Can you write out all the records again with "maple leaf" replaced by "oak leaf" and everything else left as it is? Leave the pictures out.

------------------------------

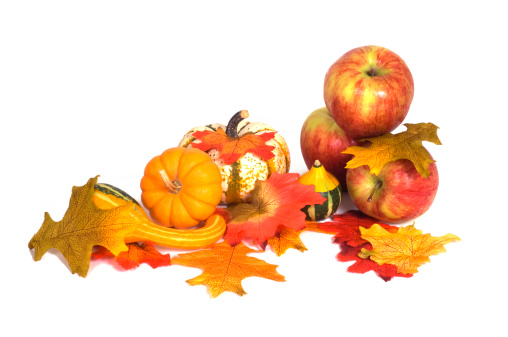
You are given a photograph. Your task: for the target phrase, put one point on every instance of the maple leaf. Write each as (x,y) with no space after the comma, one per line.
(285,239)
(276,201)
(232,148)
(224,267)
(83,226)
(137,254)
(347,226)
(389,147)
(363,265)
(407,249)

------------------------------

*Response to this task*
You are given a photograph. Your task: for the target phrase, put one point on every instance of the oak leaf. Write each as (x,y) with no space after the comma, one per line.
(285,239)
(276,201)
(232,148)
(224,267)
(83,226)
(137,254)
(347,226)
(389,147)
(363,265)
(407,249)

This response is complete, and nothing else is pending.